=== Exercise ===
Extend the blog post on the July 2021 growth rate of U.S. COVID-19 cases, picking up right after its last sentence.

Post #1177: COVID-19 trend to 7/15/2021: Tempus Fugit.

Posted on July 16, 2021

 

It looks like the data reporting has finally settled down enough to give a solid fix on the current rate of growth of daily new COVID-19 cases.  With just three small states not reporting on 7/15/2021, the one-week increase in new COVID-19 cases for the U.S. was 75%.

I should probably explain, briefly, why I’m so concerned by the growth rate.  Why I making such a big deal about the fact that we’ve never had new case growth as rapid as this before?

I’m not trying to fear-monger here.  I’m just explaining why this unprecedented rate of increase has caught my eye.  Unless you are in the habit of playing around with compound growth rates/exponential growth, it might not be clear to you how compressed the timeframes can become when the rate of growth is high.

Here’s a comparison between the peak rate of daily new cases for the first four U.S waves of COVID-19, and a simple projection of the current wave assuming this growth rate keeps up:

Fully realizing that all health care is local — so maybe the U.S. average isn’t really the best number to focus on — my point is that, for the U.S. as a whole, if this growth keeps up for two weeks, we’ll have exceeded the daily new case rate of every wave of COVID-19 except for the third (winter) wave.

In other words, at the current rate of increase, we have less than two weeks until this becomes the second-worst wave of COVID-19 in the U.S. ever, in terms of daily new cases.

=== Raw data ===
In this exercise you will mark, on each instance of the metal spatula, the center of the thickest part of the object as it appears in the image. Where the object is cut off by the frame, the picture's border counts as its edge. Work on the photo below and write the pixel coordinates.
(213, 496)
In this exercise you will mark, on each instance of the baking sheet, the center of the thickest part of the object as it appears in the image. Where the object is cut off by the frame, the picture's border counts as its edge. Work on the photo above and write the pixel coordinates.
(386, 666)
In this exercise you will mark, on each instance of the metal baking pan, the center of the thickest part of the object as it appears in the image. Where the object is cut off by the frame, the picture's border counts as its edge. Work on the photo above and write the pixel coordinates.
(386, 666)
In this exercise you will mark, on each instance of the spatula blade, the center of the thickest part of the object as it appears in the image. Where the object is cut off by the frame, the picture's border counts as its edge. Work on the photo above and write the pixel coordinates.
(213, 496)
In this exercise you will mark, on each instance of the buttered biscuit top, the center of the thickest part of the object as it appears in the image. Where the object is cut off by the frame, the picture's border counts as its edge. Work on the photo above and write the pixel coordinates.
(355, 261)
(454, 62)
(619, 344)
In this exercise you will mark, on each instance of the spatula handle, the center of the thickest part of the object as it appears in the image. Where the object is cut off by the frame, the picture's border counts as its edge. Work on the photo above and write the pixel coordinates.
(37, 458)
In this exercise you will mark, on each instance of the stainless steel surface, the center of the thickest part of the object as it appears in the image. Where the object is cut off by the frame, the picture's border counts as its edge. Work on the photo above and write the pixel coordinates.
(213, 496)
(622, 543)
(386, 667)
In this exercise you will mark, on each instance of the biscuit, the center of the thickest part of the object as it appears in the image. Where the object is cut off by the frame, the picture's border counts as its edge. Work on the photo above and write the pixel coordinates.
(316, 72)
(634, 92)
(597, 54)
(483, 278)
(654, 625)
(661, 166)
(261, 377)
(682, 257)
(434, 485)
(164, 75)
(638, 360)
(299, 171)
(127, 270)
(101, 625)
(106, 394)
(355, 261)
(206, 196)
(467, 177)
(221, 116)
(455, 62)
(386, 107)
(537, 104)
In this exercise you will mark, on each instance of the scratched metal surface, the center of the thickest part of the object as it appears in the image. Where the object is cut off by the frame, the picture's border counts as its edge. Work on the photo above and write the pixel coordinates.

=== Task response ===
Now recall that the rate of increase for the next two weeks is already locked in.  Nothing we do now will affect it.  Why?  Because of the lags that I have discussed several times on this blog.  The people that will be showing up in the statistics 16 days from now were, on average, infected today.

So, for the next two weeks, all we can do is wait and see what happens.  Any actions we take today will affect the rate of growth after that.

And it’s not as if many people are taking action anyway.  It doesn’t look like many governors are bothering to do anything about this.  Nor have I seen any change in guidance from the U.S. CDC.

After a year and a half of this, is our strategy really to hope that it goes away on its own?  My recollection is that that didn’t work out so well the first time we tried it.  If not, what is our public health bureaucracy waiting for?

And just to finish this off, if this rate of growth keeps up for more than three weeks, this will end up being the worst wave of COVID-19 ever, in the U.S., in terms of daily new cases.

There is one large mitigating factor, which is that the most medically vulnerable populations have high rates of vaccination.  So each new case in this wave does not represent the same type of morbidity and mortality burden that each new case did during the third wave.  Even if we reach new-case rates in excess of what we saw in the third wave, that does not necessarily imply that hospitals across the U.S. will be overflowing.  But it doesn’t imply that they won’t, either.